EXCERPTED RECORDS:
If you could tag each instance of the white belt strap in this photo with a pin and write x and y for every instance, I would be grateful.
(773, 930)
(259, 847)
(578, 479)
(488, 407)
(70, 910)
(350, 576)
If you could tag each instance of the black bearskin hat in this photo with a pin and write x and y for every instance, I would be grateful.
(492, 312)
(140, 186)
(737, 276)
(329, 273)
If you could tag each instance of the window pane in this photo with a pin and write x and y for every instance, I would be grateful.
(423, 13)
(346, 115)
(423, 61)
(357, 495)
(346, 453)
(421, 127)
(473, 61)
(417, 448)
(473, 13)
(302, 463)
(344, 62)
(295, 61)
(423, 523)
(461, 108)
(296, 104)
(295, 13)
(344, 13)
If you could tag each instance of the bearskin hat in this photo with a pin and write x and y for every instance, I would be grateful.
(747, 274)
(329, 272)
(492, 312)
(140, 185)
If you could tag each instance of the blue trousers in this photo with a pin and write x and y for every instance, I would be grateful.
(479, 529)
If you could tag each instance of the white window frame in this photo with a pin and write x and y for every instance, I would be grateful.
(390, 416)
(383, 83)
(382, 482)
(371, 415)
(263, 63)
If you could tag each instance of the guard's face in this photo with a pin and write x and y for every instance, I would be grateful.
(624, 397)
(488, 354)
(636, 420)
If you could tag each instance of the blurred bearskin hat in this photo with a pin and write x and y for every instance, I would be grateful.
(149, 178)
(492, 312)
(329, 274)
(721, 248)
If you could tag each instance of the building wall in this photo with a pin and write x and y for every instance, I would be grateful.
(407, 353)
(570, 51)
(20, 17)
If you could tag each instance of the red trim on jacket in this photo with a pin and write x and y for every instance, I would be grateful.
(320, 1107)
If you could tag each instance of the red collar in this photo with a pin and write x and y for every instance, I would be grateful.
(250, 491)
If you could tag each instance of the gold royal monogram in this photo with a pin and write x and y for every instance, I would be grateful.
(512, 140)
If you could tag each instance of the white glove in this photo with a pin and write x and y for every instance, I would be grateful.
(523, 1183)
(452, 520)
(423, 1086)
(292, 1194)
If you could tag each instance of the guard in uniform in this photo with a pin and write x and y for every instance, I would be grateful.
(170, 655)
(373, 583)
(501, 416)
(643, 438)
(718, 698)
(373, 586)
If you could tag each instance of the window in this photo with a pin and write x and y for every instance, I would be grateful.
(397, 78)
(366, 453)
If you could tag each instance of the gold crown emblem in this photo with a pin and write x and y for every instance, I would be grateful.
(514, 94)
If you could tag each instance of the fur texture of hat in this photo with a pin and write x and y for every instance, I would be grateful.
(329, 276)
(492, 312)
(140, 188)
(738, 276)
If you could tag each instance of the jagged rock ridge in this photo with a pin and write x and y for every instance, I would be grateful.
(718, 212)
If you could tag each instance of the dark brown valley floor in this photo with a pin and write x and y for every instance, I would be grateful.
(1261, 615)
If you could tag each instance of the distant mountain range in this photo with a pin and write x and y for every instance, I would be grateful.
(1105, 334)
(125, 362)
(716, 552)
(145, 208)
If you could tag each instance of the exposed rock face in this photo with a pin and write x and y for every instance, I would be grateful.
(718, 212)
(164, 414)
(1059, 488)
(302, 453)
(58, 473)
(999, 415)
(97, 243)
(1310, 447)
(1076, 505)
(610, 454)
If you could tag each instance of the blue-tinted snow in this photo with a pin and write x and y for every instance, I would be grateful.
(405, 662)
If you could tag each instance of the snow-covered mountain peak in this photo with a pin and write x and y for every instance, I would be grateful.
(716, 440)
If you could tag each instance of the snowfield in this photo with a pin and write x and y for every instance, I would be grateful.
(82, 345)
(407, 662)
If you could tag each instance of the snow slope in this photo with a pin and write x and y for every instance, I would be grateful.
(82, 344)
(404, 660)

WORK TO DO:
Reproduce every line above without error.

RESULT OF THE TASK:
If you could tag each instance of the white belt strap in this photo with a pin and write x and y for every instance, I would be grateful.
(773, 930)
(259, 847)
(578, 479)
(488, 407)
(70, 910)
(350, 576)
If you could tag each instance of the black bearskin hat in this photo with a pin and write x and y for every instance, I would be grateful.
(492, 312)
(140, 186)
(737, 276)
(329, 273)
If you could tag each instance of the window pane in this photo with a pin and write x and y for every instance, I would be grateful.
(423, 13)
(346, 115)
(423, 61)
(357, 495)
(346, 453)
(421, 127)
(473, 61)
(417, 448)
(473, 13)
(302, 463)
(344, 62)
(295, 61)
(423, 523)
(461, 108)
(296, 104)
(295, 13)
(344, 13)
If you could tag each instance of the bearskin hat in this photo with a pin and write x and y for every instance, I would be grateful.
(747, 274)
(329, 272)
(492, 312)
(140, 185)
If you could tag each instance of the blue trousers in this photo with a pin and write x and y for every instance, I would be grateful.
(479, 529)
If you could tag each instance of the white window frame in this photo with a pin and write x and y for every instance, I would be grateful.
(390, 416)
(383, 83)
(382, 482)
(371, 415)
(263, 63)
If you could tag each instance of the guard's face in this photo with a pin and write x and y for every instance, I would be grateful.
(624, 397)
(488, 354)
(636, 420)
If you could tag each instance of the blurred bearskin hat in this photo with a pin and write x and y for every instance, I would be grateful.
(149, 178)
(492, 312)
(329, 274)
(721, 248)
If you could tag each instance of the building wall in this photo with a pin and write x and y for every instance, I would be grateful.
(407, 353)
(570, 51)
(20, 17)
If you could tag each instance of the red trim on jacket in this photo with a pin and write x and y for every instance, I would be grateful.
(320, 1107)
If you could tag each instance of the red collar in this photo with a pin and write x and y for every instance, I would be grateful.
(250, 491)
If you could tag each instance of the gold royal monogram in this photo with a pin and write x and y for every instance, I would be grateful.
(512, 140)
If you could tag each instance of the white glove in this photo with a pin and write x and y for every instance, I would be grateful.
(523, 1183)
(452, 520)
(423, 1086)
(292, 1194)
If you could tag each instance of the guard in uniform in this photo with a pin and write x and y for every instance, I would be grateful.
(170, 655)
(373, 583)
(501, 416)
(643, 438)
(718, 698)
(373, 586)
If you could tag each instance of the window in this photo with a pin and write x and y for every instance, I would be grateful.
(397, 78)
(366, 453)
If you could tag each instance of the gold crown emblem in this photo with a pin and write x and y for every instance, I would be grateful.
(514, 94)
If you could tag each instance of the fur texture of hat in this photo with a pin and write x and y for every instance, I would be grateful.
(329, 276)
(492, 312)
(140, 188)
(738, 276)
If you could tag each instance of the jagged rock ridge in this photo with a pin and write x and y for every instance, I would be grateful.
(718, 212)
If you could tag each instance of the dark brown valley floor in this photo with a pin and write x and y for every instance, I would be grateful.
(1261, 615)
If you could tag each instance of the distant mountain range in this photo with a pin and write x and y for every instance, I would be grateful.
(1105, 334)
(125, 362)
(716, 552)
(145, 208)
If you could tag each instance of the exposed rock face in this photo with a pin and write x and y for every instance, I would be grateful.
(718, 212)
(164, 414)
(1059, 488)
(302, 453)
(58, 473)
(999, 415)
(97, 243)
(1310, 447)
(1076, 505)
(610, 454)
If you could tag each instance of the blue-tinted snow in this photo with a pin and write x and y for every instance, I would be grateful.
(405, 662)
If you could tag each instance of the snow-covered mountain peak in this photo with a pin and write x and y for every instance, I would be grateful.
(716, 440)
If you could tag each instance of the snowfield in this photo with a pin and write x and y for every instance, I would be grateful.
(82, 345)
(407, 662)
If you could tag each instance of the snow slope in this photo with a pin and write x and y for every instance, I would be grateful.
(82, 344)
(404, 660)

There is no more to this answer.